***** Records shown
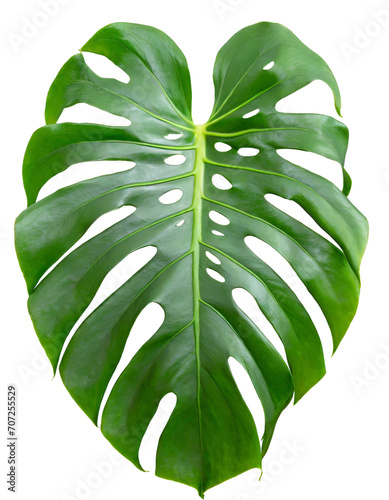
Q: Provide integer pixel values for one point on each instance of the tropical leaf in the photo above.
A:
(210, 436)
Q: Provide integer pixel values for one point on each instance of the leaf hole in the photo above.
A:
**********
Scale the records by rewriting every line, requests included, with each point coordinate in the answers multiplied by 0.25 and rounded to the nearest whole number, halves rounding up. Leave the pictures out.

Q: Provide integer pixel values for one point on each instance of the tropical leaf in the photo above.
A:
(53, 109)
Q: Provide integer pixel values for one point on each instance of the leaf hole in the photo above.
A:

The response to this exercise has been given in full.